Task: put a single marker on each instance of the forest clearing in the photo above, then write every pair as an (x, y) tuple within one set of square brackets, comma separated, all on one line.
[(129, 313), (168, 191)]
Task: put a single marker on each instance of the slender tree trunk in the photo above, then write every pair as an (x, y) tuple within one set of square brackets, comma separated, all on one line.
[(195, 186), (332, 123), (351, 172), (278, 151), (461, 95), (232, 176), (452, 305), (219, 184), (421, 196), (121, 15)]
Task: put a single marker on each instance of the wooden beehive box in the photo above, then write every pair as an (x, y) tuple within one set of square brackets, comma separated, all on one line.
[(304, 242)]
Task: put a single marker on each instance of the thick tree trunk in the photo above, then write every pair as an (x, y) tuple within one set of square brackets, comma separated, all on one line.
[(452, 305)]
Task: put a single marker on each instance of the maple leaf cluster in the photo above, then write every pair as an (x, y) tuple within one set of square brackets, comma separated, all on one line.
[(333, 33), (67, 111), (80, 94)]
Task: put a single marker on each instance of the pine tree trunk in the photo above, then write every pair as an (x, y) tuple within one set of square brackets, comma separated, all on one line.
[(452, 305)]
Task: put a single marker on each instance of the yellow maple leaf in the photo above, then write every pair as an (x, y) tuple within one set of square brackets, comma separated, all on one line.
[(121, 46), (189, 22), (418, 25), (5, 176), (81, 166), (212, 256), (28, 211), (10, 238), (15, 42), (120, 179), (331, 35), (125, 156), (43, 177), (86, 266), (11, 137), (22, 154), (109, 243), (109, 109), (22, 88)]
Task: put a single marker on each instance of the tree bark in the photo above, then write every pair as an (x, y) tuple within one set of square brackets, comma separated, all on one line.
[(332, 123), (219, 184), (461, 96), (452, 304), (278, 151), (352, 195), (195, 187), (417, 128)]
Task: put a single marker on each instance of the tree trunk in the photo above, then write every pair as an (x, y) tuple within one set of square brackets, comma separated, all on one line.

★ ★ ★

■ ASSIGNMENT:
Transcribe all of the records above without altering anything.

■ WRITTEN REPLY:
Task: put a single marker on each instance of the forest clearing in the photo above, then write every pair as an (x, y) tuple within one set of square brackets, comma separated, all on one line.
[(129, 313), (168, 191)]
Task: put a single marker on each instance of the slender tree trunk in the photo above, then write every pair as an (x, y) tuple within one set of square brackets, comma separated, all on one line.
[(195, 186), (332, 123), (351, 172), (278, 151), (461, 95), (232, 176), (452, 305), (219, 184), (421, 196), (121, 15)]
Task: put a single marker on each instance of the wooden beehive box in the photo above, then write every pair as an (x, y) tuple within one set of square brackets, comma separated, all on one line.
[(304, 242)]
Task: put a single marker on each instance of the thick tree trunk in the photo above, then write every pair as an (x, y) tuple within one set of square brackets, comma separated, all on one line.
[(452, 305)]
Task: put a single marker on each instance of the maple leaf cluster in the photo above, then write every pair as an (x, y) tuple within one set of square brackets, comma separated, all on one line.
[(333, 33), (67, 111), (80, 94)]
Task: put a single marker on each instance of the pine tree trunk in the photo above, then write every pair as an (x, y) tuple within one set of square brackets, comma separated, all on one line.
[(452, 305)]
Task: put a single marker on each instance of the yellow maple leaf in the photo above, then write every pair as an (x, y) tuple within one set of square brackets, comma separated, all on one line.
[(121, 46), (189, 22), (418, 25), (5, 176), (81, 166), (212, 256), (28, 211), (10, 238), (15, 42), (120, 179), (331, 35), (125, 156), (43, 177), (86, 266), (11, 137), (22, 154), (109, 243), (109, 109), (22, 88)]
Task: put a single marker on each instance of the tree bark in the photo above, then write every pair as an (x, y) tuple within one set of square brackets, comma separated, all on one line.
[(332, 123), (219, 184), (461, 96), (452, 304), (278, 151), (352, 195), (195, 187), (417, 128)]
Task: put a single marker on each instance of the tree trunk in the photo above, then write every pair as an (x, y) tuple within one set of square brackets, comma separated, all on one line.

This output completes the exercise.